> Short task
Starting at the line that contains "Objective: locate each instance of the black racket" and continuing through the last of the lines, put those lines into a numbered list with blank lines dropped. Leave the pictures out of your answer.
## Begin Given records
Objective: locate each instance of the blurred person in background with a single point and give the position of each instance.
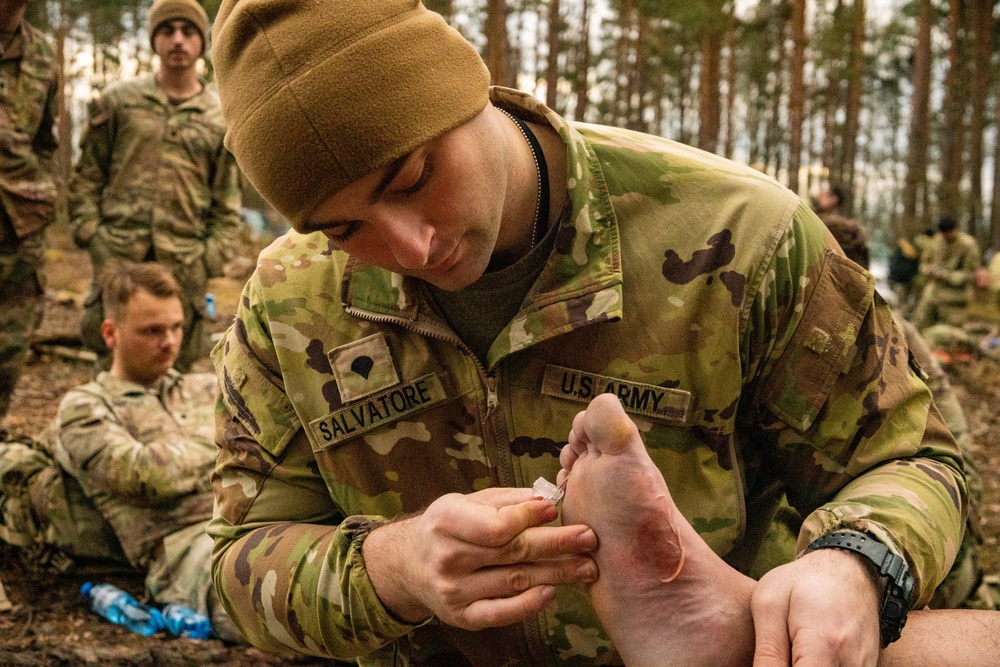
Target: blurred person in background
(154, 181)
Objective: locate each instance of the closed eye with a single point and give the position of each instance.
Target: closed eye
(344, 232)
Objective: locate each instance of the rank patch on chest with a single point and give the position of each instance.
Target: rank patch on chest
(363, 368)
(644, 399)
(376, 411)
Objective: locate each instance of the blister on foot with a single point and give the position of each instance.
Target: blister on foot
(546, 490)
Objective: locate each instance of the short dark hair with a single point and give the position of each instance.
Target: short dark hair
(121, 280)
(947, 224)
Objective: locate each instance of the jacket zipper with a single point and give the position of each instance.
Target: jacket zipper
(494, 432)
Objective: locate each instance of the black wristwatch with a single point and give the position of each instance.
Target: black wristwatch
(899, 590)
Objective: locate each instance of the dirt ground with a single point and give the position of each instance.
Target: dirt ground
(50, 625)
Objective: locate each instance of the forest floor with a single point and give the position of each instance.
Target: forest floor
(50, 625)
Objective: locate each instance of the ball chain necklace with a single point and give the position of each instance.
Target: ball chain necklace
(542, 203)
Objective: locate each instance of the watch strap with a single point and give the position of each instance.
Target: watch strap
(898, 594)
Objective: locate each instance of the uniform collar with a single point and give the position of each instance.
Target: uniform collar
(150, 89)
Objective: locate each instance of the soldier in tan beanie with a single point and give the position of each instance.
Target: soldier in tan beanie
(468, 271)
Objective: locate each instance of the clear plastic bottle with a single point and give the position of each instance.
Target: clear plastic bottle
(119, 607)
(185, 622)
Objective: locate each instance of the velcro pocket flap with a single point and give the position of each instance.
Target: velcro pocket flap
(823, 345)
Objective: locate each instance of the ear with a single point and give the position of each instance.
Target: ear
(108, 333)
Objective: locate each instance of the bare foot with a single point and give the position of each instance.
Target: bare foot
(663, 595)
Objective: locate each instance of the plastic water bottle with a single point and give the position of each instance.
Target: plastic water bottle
(119, 607)
(209, 304)
(186, 622)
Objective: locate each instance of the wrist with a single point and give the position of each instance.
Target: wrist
(894, 585)
(385, 555)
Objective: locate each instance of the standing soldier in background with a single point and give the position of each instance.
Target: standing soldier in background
(154, 182)
(949, 268)
(27, 191)
(960, 585)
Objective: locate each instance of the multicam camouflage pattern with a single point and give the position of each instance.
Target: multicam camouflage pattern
(46, 516)
(944, 297)
(154, 182)
(143, 457)
(962, 580)
(750, 354)
(27, 193)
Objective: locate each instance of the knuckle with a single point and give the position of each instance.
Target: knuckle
(518, 549)
(518, 580)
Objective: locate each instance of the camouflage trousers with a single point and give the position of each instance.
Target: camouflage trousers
(20, 313)
(182, 574)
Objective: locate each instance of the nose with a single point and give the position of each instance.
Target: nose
(409, 237)
(173, 338)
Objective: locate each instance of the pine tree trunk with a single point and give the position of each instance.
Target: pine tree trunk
(995, 203)
(64, 154)
(583, 63)
(983, 27)
(552, 61)
(953, 126)
(916, 161)
(730, 80)
(832, 101)
(849, 143)
(496, 43)
(772, 153)
(796, 93)
(709, 98)
(623, 48)
(637, 82)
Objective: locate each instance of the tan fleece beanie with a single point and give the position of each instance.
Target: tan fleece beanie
(172, 10)
(320, 93)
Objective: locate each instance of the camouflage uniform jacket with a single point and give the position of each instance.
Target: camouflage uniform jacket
(27, 139)
(154, 178)
(750, 353)
(958, 262)
(142, 455)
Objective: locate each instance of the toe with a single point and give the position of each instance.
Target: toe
(607, 426)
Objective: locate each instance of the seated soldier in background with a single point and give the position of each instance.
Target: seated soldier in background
(949, 267)
(139, 439)
(965, 576)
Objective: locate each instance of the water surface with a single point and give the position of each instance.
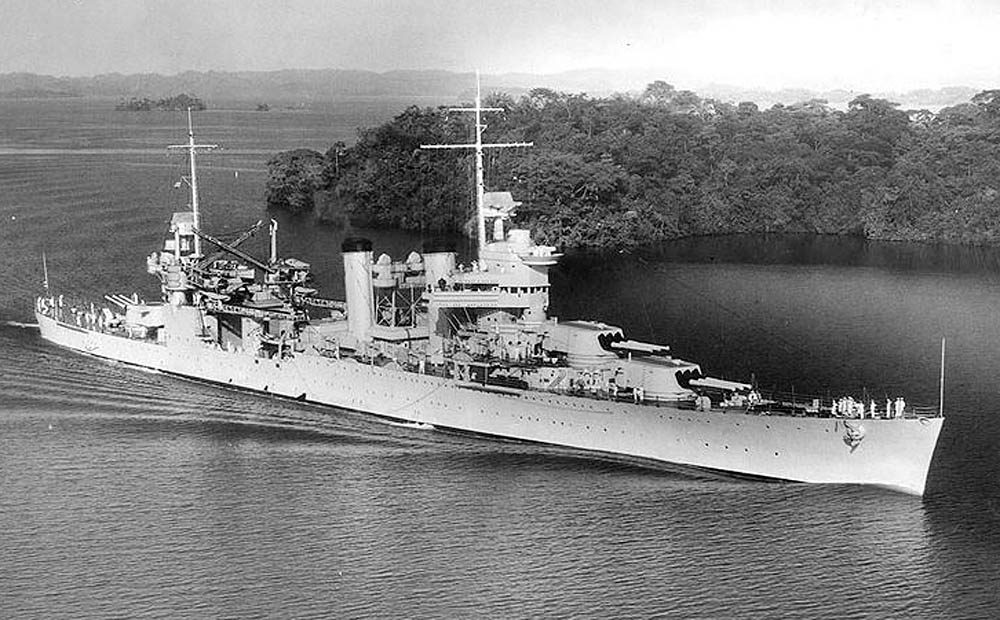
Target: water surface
(130, 494)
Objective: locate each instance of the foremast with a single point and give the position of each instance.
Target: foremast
(192, 148)
(479, 147)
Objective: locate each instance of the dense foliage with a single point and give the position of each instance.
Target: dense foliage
(177, 102)
(632, 170)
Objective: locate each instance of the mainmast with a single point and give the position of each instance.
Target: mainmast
(478, 146)
(192, 181)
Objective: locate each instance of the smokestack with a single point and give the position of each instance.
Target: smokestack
(357, 254)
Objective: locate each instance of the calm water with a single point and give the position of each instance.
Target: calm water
(128, 494)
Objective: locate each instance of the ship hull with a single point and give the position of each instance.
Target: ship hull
(894, 454)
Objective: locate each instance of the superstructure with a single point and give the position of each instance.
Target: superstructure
(473, 348)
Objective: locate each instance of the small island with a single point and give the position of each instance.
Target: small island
(177, 102)
(618, 172)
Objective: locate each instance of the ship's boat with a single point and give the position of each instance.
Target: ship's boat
(428, 342)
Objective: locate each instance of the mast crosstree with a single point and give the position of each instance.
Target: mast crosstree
(478, 145)
(192, 181)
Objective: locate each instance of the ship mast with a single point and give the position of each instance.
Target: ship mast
(192, 181)
(478, 146)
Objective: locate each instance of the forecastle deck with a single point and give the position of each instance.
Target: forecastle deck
(893, 453)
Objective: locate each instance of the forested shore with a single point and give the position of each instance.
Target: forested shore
(624, 171)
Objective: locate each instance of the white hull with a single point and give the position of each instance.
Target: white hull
(894, 454)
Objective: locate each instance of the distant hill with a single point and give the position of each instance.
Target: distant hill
(305, 85)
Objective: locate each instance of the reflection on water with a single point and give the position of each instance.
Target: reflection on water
(132, 494)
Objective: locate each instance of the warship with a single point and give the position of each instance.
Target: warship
(431, 343)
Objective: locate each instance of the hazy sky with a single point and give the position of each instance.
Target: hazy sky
(874, 45)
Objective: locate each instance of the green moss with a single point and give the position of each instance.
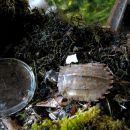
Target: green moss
(90, 10)
(106, 122)
(90, 118)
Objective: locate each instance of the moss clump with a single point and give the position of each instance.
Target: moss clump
(106, 122)
(90, 118)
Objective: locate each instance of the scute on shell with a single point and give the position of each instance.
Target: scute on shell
(85, 82)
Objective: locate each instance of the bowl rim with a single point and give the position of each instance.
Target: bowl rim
(30, 94)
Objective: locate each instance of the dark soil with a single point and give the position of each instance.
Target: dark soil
(45, 41)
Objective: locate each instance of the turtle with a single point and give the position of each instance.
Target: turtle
(85, 82)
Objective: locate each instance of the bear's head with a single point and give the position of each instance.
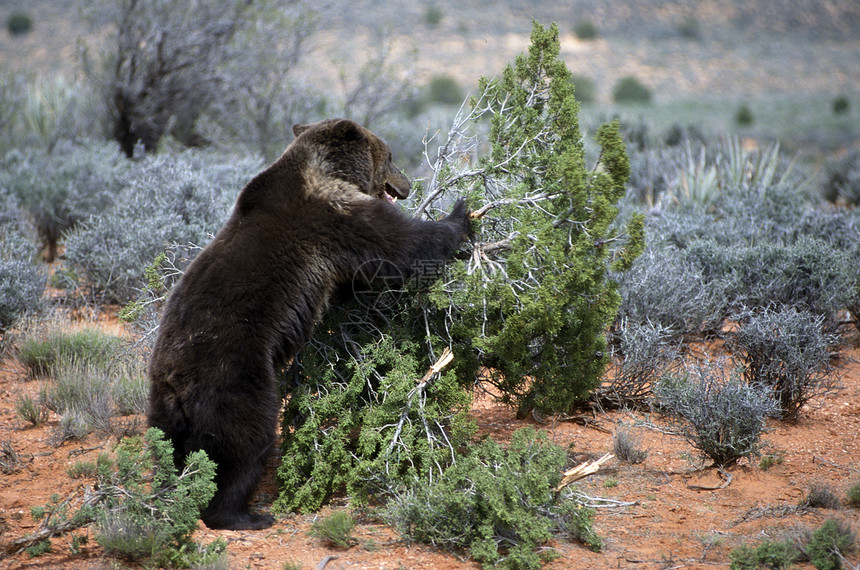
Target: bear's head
(348, 151)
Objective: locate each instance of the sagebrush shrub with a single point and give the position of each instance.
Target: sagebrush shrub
(723, 418)
(785, 351)
(641, 354)
(21, 286)
(59, 189)
(498, 503)
(22, 279)
(665, 289)
(180, 198)
(445, 89)
(842, 179)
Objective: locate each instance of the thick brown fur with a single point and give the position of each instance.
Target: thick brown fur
(300, 231)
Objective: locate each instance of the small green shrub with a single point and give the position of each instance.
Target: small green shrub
(19, 23)
(584, 89)
(586, 30)
(43, 354)
(159, 509)
(820, 496)
(690, 29)
(769, 460)
(841, 105)
(722, 418)
(82, 470)
(768, 554)
(31, 410)
(433, 15)
(10, 459)
(445, 89)
(626, 447)
(334, 530)
(496, 502)
(744, 116)
(830, 542)
(40, 548)
(630, 90)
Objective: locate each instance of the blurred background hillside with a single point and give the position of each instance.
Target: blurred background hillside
(787, 70)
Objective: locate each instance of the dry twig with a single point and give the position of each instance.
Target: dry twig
(581, 471)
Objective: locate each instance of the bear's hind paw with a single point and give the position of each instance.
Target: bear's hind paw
(238, 521)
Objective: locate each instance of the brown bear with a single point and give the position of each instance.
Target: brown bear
(300, 231)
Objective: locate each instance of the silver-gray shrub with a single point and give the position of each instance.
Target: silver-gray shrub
(787, 352)
(667, 289)
(58, 189)
(22, 278)
(181, 198)
(722, 417)
(641, 354)
(754, 247)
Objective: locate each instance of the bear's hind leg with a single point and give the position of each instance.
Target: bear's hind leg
(236, 482)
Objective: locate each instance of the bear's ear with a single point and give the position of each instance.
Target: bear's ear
(347, 130)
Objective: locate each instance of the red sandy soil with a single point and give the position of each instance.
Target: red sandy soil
(668, 525)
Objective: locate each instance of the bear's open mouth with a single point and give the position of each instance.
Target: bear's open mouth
(392, 193)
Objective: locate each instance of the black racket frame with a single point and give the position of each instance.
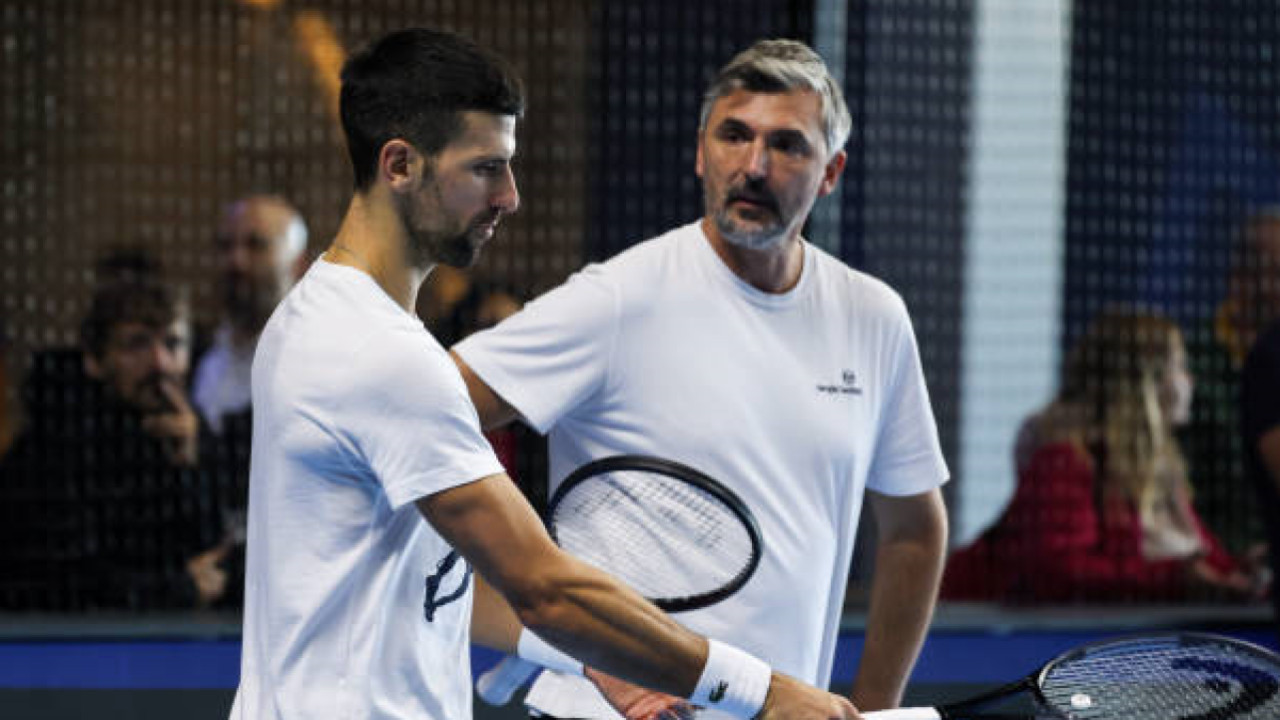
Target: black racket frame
## End Given records
> Full output
1. Objective: locate each instance of the black racket frame with a single point and give the position of each instance.
2. Target: black racket frame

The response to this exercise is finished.